Write out all of the data below word for word, leaving out the pictures.
BEGIN SUPPLIED ENTRIES
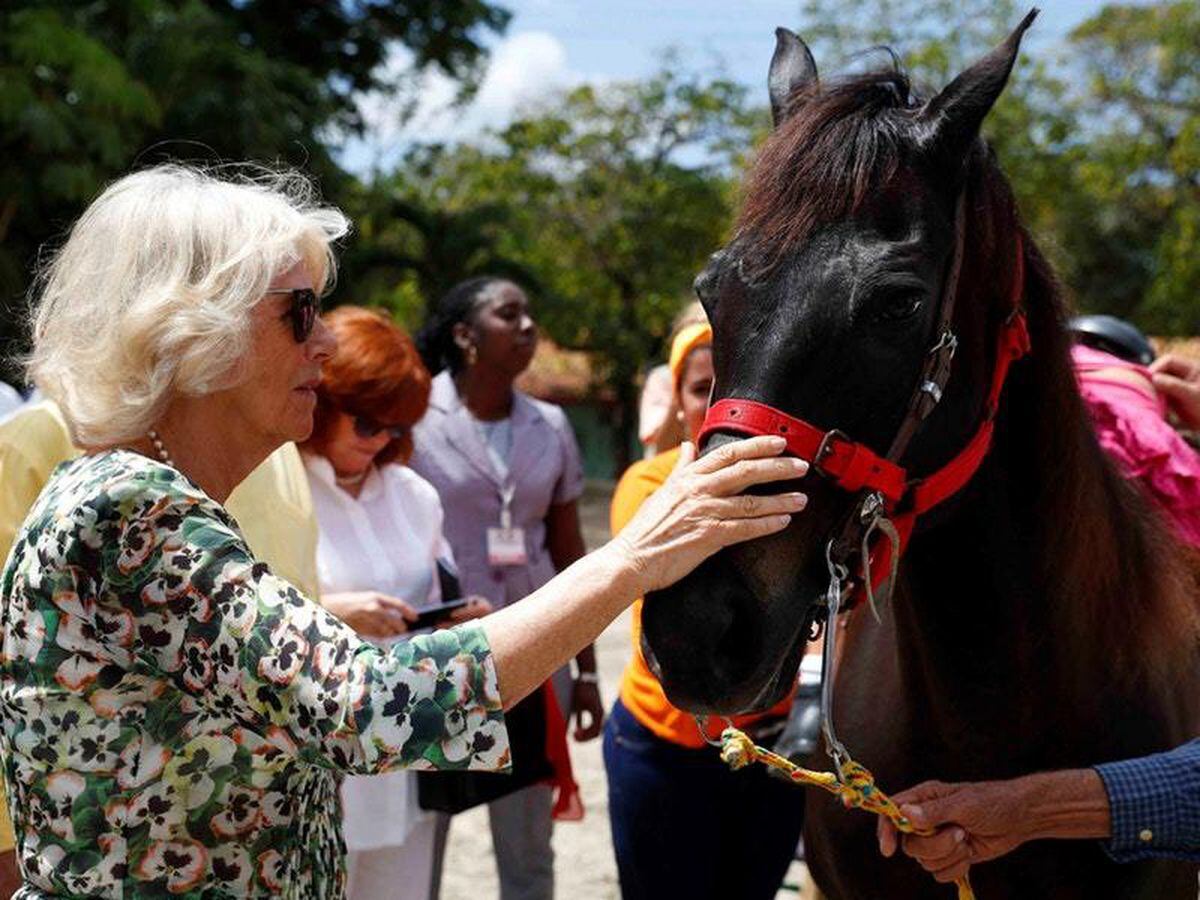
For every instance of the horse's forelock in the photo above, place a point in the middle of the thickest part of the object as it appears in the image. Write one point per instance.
(841, 141)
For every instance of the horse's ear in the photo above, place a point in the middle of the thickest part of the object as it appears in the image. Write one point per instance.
(955, 115)
(791, 66)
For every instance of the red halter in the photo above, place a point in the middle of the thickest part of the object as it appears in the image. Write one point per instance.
(857, 468)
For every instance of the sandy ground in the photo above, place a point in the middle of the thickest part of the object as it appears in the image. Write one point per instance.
(585, 868)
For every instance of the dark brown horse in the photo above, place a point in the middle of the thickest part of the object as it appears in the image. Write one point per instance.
(1043, 617)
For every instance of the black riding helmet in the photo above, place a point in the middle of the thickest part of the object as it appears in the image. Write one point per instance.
(1113, 335)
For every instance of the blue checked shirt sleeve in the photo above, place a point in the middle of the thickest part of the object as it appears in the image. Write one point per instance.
(1155, 803)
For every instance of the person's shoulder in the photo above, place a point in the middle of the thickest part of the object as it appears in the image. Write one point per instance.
(551, 413)
(400, 477)
(643, 478)
(40, 433)
(106, 497)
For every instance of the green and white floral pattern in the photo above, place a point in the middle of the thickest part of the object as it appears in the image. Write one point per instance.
(174, 718)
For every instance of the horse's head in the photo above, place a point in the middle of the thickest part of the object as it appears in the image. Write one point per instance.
(825, 306)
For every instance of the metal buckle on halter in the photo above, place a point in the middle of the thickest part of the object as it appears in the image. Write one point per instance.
(838, 576)
(825, 448)
(948, 341)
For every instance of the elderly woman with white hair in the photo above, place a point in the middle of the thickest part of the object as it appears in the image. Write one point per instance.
(172, 714)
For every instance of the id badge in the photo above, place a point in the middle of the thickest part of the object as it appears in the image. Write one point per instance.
(505, 546)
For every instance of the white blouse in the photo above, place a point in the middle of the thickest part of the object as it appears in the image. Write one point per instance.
(387, 539)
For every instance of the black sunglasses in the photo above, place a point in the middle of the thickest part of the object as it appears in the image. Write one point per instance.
(305, 309)
(367, 427)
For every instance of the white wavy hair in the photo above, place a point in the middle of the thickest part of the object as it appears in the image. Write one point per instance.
(151, 294)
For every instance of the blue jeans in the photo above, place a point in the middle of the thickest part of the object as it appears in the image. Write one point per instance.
(685, 826)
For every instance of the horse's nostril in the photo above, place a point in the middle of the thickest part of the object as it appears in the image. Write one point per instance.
(735, 651)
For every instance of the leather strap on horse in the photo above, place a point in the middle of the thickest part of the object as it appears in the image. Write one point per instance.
(856, 468)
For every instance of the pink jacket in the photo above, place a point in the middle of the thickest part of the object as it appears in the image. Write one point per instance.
(1131, 424)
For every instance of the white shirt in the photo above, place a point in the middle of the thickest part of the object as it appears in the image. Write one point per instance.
(387, 539)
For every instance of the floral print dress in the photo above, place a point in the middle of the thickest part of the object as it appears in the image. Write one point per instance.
(174, 718)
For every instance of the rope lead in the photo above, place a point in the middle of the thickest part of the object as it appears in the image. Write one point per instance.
(857, 791)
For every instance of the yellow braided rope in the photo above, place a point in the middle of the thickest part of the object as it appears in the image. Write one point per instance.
(858, 791)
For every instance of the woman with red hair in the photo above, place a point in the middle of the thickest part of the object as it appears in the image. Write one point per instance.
(377, 556)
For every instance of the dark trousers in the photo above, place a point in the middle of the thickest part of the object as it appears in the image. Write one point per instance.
(685, 826)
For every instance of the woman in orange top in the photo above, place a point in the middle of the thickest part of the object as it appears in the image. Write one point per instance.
(679, 816)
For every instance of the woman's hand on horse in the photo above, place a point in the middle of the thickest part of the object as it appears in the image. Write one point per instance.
(1179, 379)
(702, 508)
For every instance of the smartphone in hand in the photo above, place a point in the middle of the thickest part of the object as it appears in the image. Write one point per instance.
(436, 615)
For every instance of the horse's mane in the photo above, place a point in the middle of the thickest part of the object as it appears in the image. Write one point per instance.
(1119, 588)
(840, 142)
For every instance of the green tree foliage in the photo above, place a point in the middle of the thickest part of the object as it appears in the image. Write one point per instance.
(90, 89)
(1143, 91)
(604, 202)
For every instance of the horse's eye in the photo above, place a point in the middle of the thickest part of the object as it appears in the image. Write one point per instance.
(899, 306)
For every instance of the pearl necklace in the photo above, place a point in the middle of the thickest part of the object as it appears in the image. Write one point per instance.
(160, 448)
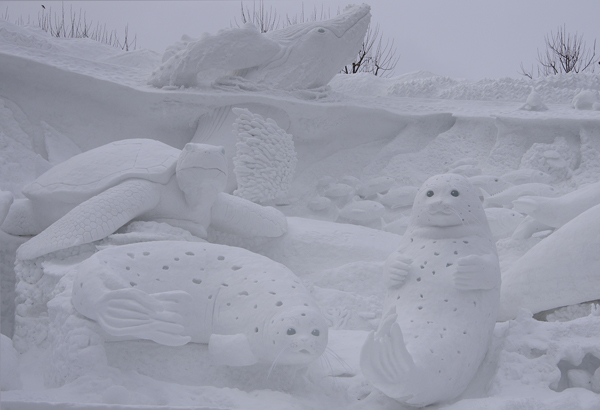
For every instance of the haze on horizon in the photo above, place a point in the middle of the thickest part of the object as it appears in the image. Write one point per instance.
(460, 39)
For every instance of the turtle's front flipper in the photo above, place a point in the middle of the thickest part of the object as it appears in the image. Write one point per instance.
(94, 219)
(244, 218)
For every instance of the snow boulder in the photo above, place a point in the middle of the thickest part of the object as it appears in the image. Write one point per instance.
(563, 269)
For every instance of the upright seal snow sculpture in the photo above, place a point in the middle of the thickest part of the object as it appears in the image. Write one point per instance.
(300, 56)
(91, 195)
(442, 301)
(248, 308)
END SUPPLIED ENTRIES
→ OUTPUT OF THE TASK
For every instance of the horse's forelock in the photo above, place a point in the middle of the thickest part of the object as it appears in the image. Write one point per instance.
(841, 141)
For every instance of the horse's ear in the photo above, place a point in the middle of the thickest part of the object as it appears in the image. Write one point per instance.
(955, 115)
(791, 66)
For every instance of the red halter in the photo above, place a point in the middle of the thickest part of the object as it appears in the image. Write one point per instance.
(857, 468)
For every instance of the sandy ground in the photo above, place a point in the middle of the thickest part of the object as it appears in the image. Write one point per instance.
(585, 868)
For every instance of the dark brown horse in the photo above, place a point in the middle of the thickest part of the object as it appears in the image. Write one point per instance.
(1043, 617)
For every instance of the black riding helmet in the photo above, place a point in the middle of the thickest part of the object as it appears in the image. Write one point per instance.
(1113, 335)
For every instance of the blue checked shirt sleeve in the photo above, place a point in the middle of the thickest part of the object as it appears in the image. Write one point per instance.
(1155, 803)
For every instance of the person's shoulder in the photo above, place a point in the middle of the thickest part of the object as it appears in the image. Write one point per instance.
(551, 413)
(400, 477)
(643, 478)
(40, 433)
(106, 497)
For every instance of the green and white floral pattern in the photo above, place a point in the middle of the thickest part of the object as it appears in the image. Write one point per instance.
(174, 718)
For every instance of the horse's head in the photo above, place a point in the middle of the thickest part of the object as it appears in the image. Write one point per instance.
(825, 306)
For every instance of the metal buckle on halter in the photo above, place a point in the middle of the thickest part of the object as it appears in the image. Write one point per instance.
(838, 576)
(825, 448)
(948, 341)
For every instance of the elderly woman with white hair in the photo above, place a point in the middle of the thickest part of the object as it appears in the image. Write one point per instance.
(172, 714)
For every instance of the id badge in the photo above, place a point in the middle of the thickest part of the object as it appears in the image. Write one point per instance.
(505, 546)
For every instance of the white blouse in the photo above, place a point in the middle of the thickest part of the object as it appears in the image. Write one point per instance.
(387, 539)
For every instance of the black sunglasses in the photo above, place a point in the middle of the thickest part of the object as it appears in the image. Write one point per instance.
(305, 309)
(367, 427)
For every instance of the white wavy hair in the photo above, place a point in the middle of the thickest part of the object as it appears in the image. Write one point per instance.
(151, 294)
For every instance of the blue jeans in the photo above, place a point in the middle of the thickest part of the object as it appears in the image. Write one point per instance.
(685, 826)
For every instance of the horse's nostril in the photo above, place a point in the middle of the thickest part of the object as it appears in the image. Write one point per instance.
(735, 651)
For every instance of the leather strap on horse in the photo above, place a point in the middle of the thickest part of the object as it appears in the image. Write one point per instance.
(856, 468)
For every instance of the pink jacket in the photo above, place a point in the middle of the thickest part of the object as it appears in the image. Write one point per instance.
(1131, 424)
For every instance of the white shirt in the photo above, place a point in the middle of the thickest part of the object as it appears in the image. Write one point per instance.
(387, 539)
For every instance of the floral print dress in the photo above, place a point in the middle of the thickest part of the object as it appears in the image. Write one point per instance.
(174, 718)
For every instance of the rope lead in the photo above, place a point in the middle of the thickest part of the object as it appears in the image. Write one point per instance.
(857, 791)
For every instance of the yellow braided rope in the photo above, place a point in the middle of the thickest part of the object as it appears in the image. Write one point per instance.
(858, 791)
For every instance of the woman with red hair in the photo above, place a point in the middle of the thickest part of the object as it appears in the image. Write one point per instance.
(377, 556)
For every instance of the dark trousers in the photo above, place a point in the middle of the thickest part of the object as it appears in the image. Write one point per instance.
(685, 826)
For every instance of the woman in orange top in the photo above, place a point in the middle of the thickest part of the object as it appears in the image. Write one point per instance.
(679, 816)
For every instance of the woman's hand on horse in the photo above, place a point in the middle of the thickest part of the object as it appears in the image. Write one point per instance.
(1179, 379)
(702, 508)
For every instance of the smartphone in hand in the photo above, place a point in the middle of the thickest part of the object as it appears in the image. Write one point per instance.
(436, 615)
For every instance of the horse's mane in the photo above, place a point in the middle of the thickest part of the object as it appears in the image. Write one point per instance.
(1119, 588)
(840, 142)
For every instance of the green tree foliage in the photo above, place a point in the middle of the thickest part of the object as it appears in the image. Write one point per instance.
(90, 89)
(1143, 91)
(604, 202)
For every instance of the horse's eye in the photo above, place a point in the middle of the thickest part of the object as it appears in the image. Write one point per instance.
(899, 306)
For every instance of the pearl necklace in the photo above, place a point in the middle of the thickest part of the object as it appears in the image. Write one point per instance.
(160, 448)
For every instance of the haze on horizon in the photo above, place a point in the middle of the thickest part of the object as it appears in the image. Write one point per instance.
(460, 39)
For every instance of the turtle's front flipper in the photo above, place a point in the middle of the thickest part of the object as it appears in the image. Write one point per instance.
(94, 219)
(244, 218)
For every instance of the snow boulder in the photo above, place a point in the middle of the thickest part of the object as it appears in the image. Write one point per instance.
(563, 269)
For every instance of the upright seal snow sculpture in the photo above, place a point in the middle of the thickest part of the object as it appears in the image. Write one point per instance.
(300, 56)
(91, 195)
(442, 301)
(248, 308)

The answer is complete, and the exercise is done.